11. Capillary conductivity, which is the effective flow velocity when the water-moving force is one g, changes rapidly with suction. This physical property makes possible a quantitative treatment of soil moisture phenomena as observed in the field.

The capillary conductivity function should play an increasingly useful role in understanding and applying available information to the moisture problems that enter into soil management. Clay soils, for example, have low conductivity at low suctions compared with sandy soils, but at high suction values the fine-textured soils have much higher capillary conductivity than the coarse-textured soils.

Consider the problem of the salinization of surface soil from a shallow ground water table. The movement of water from a water table at a depth of I meter in a sandy soil in response to surface evaporation may be completely negligible, whereas, in a soil like the Pachappa, the capillary conduction of water to the soil surface from a 1 -meter water table is more than adequate to maintain an evaporation rate that is limited only by the external evaporative conditions. That is, the evaporation of water from the soil surface would be at the same rate as from a free water surface. The movement of water to the soil surface from a shallow water table can now be predicted from theory, and the theoretical approach will play an increasingly useful role in field operations relating salinity, leaching, and drainage.

SOIL WATER MEASUREMENTS, for management purposes, involve two aspects.

One is the volume or quantity of water present in the soil that can be used by crops. This information has been obtained in the past by oven-drying soil samples to determine the quantity of water present. Information on the wilting point or the minimum to which the soil moisture is reduced by the crop is necessary for each individual sample in order to determine the available water. Field samplings of soil-moisture content are still widely made and are quite useful for guiding management practices, particularly in dry-farm areas. Newer methods involving neutron scattering are now being used in experimental work and may prove to be feasible in practical agricultural operations.

### WHAT IS BEING ASKED
Copy out the soil moisture passage in full, word for word. Work only from the soil moisture passage above.

(Location identification items)
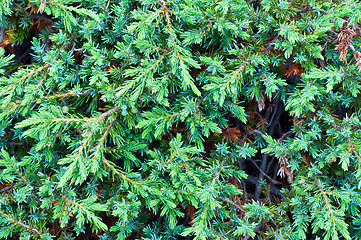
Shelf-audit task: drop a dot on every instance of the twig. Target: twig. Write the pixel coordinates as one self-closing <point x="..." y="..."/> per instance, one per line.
<point x="107" y="113"/>
<point x="7" y="188"/>
<point x="274" y="190"/>
<point x="2" y="34"/>
<point x="40" y="17"/>
<point x="262" y="172"/>
<point x="255" y="229"/>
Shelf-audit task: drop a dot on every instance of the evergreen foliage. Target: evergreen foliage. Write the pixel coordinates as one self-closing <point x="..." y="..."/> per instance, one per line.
<point x="180" y="119"/>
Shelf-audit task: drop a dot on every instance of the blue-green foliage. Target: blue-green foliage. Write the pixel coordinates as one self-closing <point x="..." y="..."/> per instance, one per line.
<point x="113" y="114"/>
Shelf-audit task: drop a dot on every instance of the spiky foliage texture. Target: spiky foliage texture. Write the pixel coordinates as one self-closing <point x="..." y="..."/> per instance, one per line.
<point x="163" y="119"/>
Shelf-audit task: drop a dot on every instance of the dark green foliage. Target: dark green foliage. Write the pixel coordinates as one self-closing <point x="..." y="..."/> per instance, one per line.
<point x="180" y="119"/>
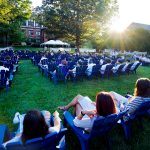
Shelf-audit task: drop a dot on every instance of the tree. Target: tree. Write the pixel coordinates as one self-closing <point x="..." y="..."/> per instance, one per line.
<point x="74" y="18"/>
<point x="12" y="14"/>
<point x="131" y="39"/>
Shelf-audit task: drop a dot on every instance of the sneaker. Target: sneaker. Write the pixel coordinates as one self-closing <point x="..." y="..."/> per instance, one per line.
<point x="16" y="118"/>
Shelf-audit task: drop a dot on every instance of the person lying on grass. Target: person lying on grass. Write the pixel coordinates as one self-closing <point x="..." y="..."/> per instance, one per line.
<point x="87" y="111"/>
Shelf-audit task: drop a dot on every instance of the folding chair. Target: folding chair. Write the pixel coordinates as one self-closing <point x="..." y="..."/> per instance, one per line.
<point x="101" y="127"/>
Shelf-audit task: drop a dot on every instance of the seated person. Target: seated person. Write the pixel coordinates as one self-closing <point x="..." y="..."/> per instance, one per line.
<point x="103" y="68"/>
<point x="87" y="111"/>
<point x="72" y="72"/>
<point x="34" y="126"/>
<point x="89" y="68"/>
<point x="134" y="64"/>
<point x="116" y="67"/>
<point x="141" y="95"/>
<point x="125" y="66"/>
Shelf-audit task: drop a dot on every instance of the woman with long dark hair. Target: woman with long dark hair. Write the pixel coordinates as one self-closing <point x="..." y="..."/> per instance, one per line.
<point x="87" y="111"/>
<point x="35" y="125"/>
<point x="141" y="95"/>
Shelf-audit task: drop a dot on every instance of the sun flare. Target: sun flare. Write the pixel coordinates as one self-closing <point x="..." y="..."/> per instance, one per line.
<point x="118" y="26"/>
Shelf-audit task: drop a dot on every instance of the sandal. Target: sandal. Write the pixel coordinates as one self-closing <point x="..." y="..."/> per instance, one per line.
<point x="62" y="108"/>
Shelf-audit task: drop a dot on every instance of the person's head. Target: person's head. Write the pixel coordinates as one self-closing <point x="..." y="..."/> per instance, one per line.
<point x="34" y="125"/>
<point x="108" y="61"/>
<point x="142" y="87"/>
<point x="105" y="104"/>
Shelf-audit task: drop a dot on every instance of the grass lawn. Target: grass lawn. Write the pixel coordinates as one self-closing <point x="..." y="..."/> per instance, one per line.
<point x="32" y="90"/>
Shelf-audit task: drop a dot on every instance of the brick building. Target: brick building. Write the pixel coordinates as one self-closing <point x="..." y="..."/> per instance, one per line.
<point x="34" y="32"/>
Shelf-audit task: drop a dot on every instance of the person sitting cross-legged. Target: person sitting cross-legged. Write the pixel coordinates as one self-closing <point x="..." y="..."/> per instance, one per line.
<point x="35" y="125"/>
<point x="87" y="111"/>
<point x="141" y="95"/>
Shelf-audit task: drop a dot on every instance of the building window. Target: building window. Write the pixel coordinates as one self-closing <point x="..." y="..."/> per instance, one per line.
<point x="37" y="24"/>
<point x="24" y="23"/>
<point x="31" y="33"/>
<point x="30" y="23"/>
<point x="38" y="41"/>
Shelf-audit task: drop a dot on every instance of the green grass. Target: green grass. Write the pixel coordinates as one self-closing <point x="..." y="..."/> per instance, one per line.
<point x="32" y="90"/>
<point x="27" y="47"/>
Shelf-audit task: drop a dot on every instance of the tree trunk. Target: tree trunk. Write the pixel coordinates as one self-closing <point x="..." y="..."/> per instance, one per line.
<point x="77" y="42"/>
<point x="6" y="39"/>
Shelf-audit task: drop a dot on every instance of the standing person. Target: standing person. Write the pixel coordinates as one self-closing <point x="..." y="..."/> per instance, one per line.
<point x="141" y="95"/>
<point x="89" y="68"/>
<point x="87" y="111"/>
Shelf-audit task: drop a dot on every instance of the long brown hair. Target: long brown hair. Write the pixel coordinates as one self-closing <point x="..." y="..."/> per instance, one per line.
<point x="142" y="87"/>
<point x="105" y="104"/>
<point x="34" y="125"/>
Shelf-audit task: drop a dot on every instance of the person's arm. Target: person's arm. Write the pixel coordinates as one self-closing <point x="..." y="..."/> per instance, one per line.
<point x="90" y="113"/>
<point x="57" y="123"/>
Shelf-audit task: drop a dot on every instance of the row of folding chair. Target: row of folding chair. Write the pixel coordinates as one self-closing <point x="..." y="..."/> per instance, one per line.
<point x="103" y="126"/>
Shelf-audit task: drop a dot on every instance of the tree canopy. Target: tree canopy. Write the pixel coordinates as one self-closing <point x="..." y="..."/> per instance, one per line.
<point x="12" y="14"/>
<point x="76" y="20"/>
<point x="131" y="39"/>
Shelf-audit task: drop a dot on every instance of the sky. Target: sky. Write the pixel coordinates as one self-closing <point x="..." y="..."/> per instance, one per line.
<point x="129" y="11"/>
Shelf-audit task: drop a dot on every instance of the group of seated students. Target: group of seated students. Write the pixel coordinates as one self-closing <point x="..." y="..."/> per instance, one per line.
<point x="68" y="63"/>
<point x="8" y="65"/>
<point x="36" y="123"/>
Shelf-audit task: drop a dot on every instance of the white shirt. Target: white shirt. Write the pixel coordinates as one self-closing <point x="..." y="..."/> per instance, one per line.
<point x="3" y="68"/>
<point x="103" y="68"/>
<point x="124" y="68"/>
<point x="115" y="68"/>
<point x="89" y="69"/>
<point x="133" y="66"/>
<point x="86" y="122"/>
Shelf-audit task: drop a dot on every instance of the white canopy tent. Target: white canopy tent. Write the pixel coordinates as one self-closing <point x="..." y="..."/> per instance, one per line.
<point x="55" y="43"/>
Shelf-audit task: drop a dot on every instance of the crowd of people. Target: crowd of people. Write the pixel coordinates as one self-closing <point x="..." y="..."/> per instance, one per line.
<point x="71" y="66"/>
<point x="37" y="124"/>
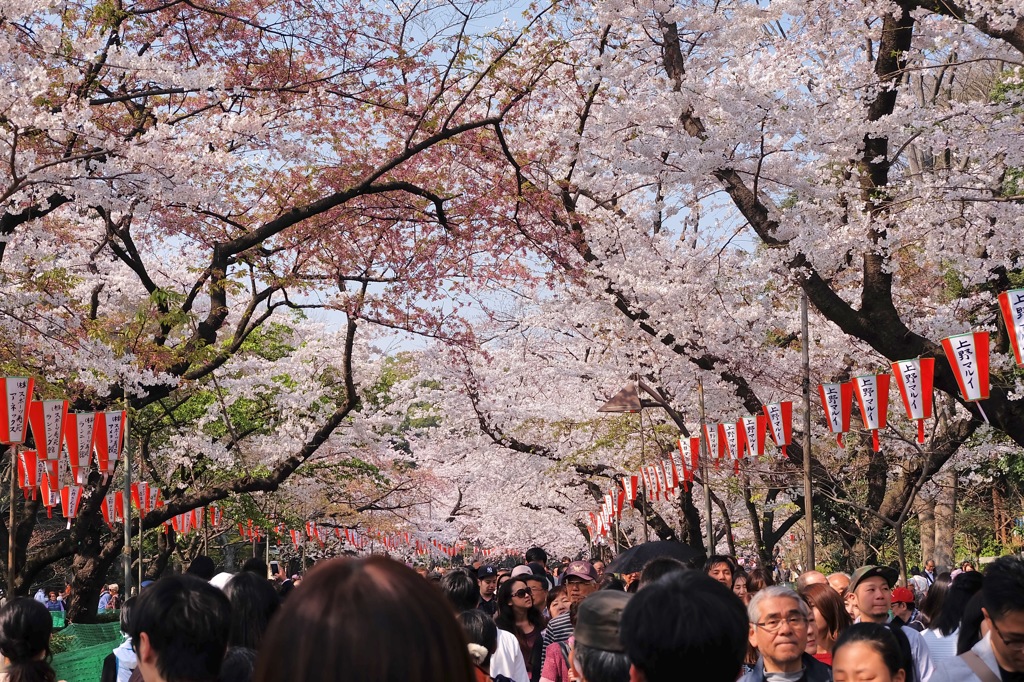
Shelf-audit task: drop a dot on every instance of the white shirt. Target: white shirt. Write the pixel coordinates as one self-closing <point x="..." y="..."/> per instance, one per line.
<point x="942" y="647"/>
<point x="508" y="658"/>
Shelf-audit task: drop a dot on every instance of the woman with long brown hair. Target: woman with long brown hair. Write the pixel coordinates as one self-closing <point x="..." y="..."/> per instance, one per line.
<point x="365" y="621"/>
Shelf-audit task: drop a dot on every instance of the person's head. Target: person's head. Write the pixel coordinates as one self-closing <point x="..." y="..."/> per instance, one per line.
<point x="537" y="554"/>
<point x="828" y="612"/>
<point x="839" y="582"/>
<point x="870" y="591"/>
<point x="610" y="582"/>
<point x="202" y="567"/>
<point x="810" y="578"/>
<point x="487" y="578"/>
<point x="973" y="626"/>
<point x="539" y="588"/>
<point x="778" y="628"/>
<point x="722" y="568"/>
<point x="964" y="587"/>
<point x="655" y="568"/>
<point x="515" y="601"/>
<point x="903" y="603"/>
<point x="687" y="622"/>
<point x="179" y="629"/>
<point x="126" y="610"/>
<point x="757" y="580"/>
<point x="254" y="602"/>
<point x="25" y="640"/>
<point x="598" y="653"/>
<point x="480" y="630"/>
<point x="1003" y="601"/>
<point x="461" y="590"/>
<point x="373" y="617"/>
<point x="558" y="601"/>
<point x="580" y="580"/>
<point x="239" y="665"/>
<point x="868" y="650"/>
<point x="739" y="586"/>
<point x="931" y="605"/>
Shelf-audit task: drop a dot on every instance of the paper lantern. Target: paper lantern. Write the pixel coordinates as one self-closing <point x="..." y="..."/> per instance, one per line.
<point x="913" y="378"/>
<point x="15" y="392"/>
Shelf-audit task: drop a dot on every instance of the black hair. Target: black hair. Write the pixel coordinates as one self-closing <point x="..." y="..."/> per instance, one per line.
<point x="716" y="559"/>
<point x="479" y="629"/>
<point x="884" y="640"/>
<point x="202" y="566"/>
<point x="461" y="590"/>
<point x="964" y="587"/>
<point x="610" y="582"/>
<point x="1004" y="588"/>
<point x="970" y="632"/>
<point x="655" y="568"/>
<point x="126" y="611"/>
<point x="254" y="602"/>
<point x="931" y="605"/>
<point x="685" y="621"/>
<point x="255" y="565"/>
<point x="25" y="633"/>
<point x="601" y="666"/>
<point x="505" y="616"/>
<point x="186" y="622"/>
<point x="239" y="666"/>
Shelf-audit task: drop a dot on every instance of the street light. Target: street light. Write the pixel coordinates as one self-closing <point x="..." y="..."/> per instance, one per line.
<point x="628" y="400"/>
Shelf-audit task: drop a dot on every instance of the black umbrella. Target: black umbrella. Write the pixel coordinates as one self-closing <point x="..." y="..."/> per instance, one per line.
<point x="635" y="558"/>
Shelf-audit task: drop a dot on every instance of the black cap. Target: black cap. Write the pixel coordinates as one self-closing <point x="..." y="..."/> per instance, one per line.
<point x="598" y="617"/>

### EXERCISE ANSWER
11. Capillary conductivity, which is the effective flow velocity when the water-moving force is one g, changes rapidly with suction. This physical property makes possible a quantitative treatment of soil moisture phenomena as observed in the field.

The capillary conductivity function should play an increasingly useful role in understanding and applying available information to the moisture problems that enter into soil management. Clay soils, for example, have low conductivity at low suctions compared with sandy soils, but at high suction values the fine-textured soils have much higher capillary conductivity than the coarse-textured soils.

Consider the problem of the salinization of surface soil from a shallow ground water table. The movement of water from a water table at a depth of I meter in a sandy soil in response to surface evaporation may be completely negligible, whereas, in a soil like the Pachappa, the capillary conduction of water to the soil surface from a 1 -meter water table is more than adequate to maintain an evaporation rate that is limited only by the external evaporative conditions. That is, the evaporation of water from the soil surface would be at the same rate as from a free water surface. The movement of water to the soil surface from a shallow water table can now be predicted from theory, and the theoretical approach will play an increasingly useful role in field operations relating salinity, leaching, and drainage.

SOIL WATER MEASUREMENTS, for management purposes, involve two aspects.

One is the volume or quantity of water present in the soil that can be used by crops. This information has been obtained in the past by oven-drying soil samples to determine the quantity of water present. Information on the wilting point or the minimum to which the soil moisture is reduced by the crop is necessary for each individual sample in order to determine the available water. Field samplings of soil-moisture content are still widely made and are quite useful for guiding management practices, particularly in dry-farm areas. Newer methods involving neutron scattering are now being used in experimental work and may prove to be feasible in practical agricultural operations.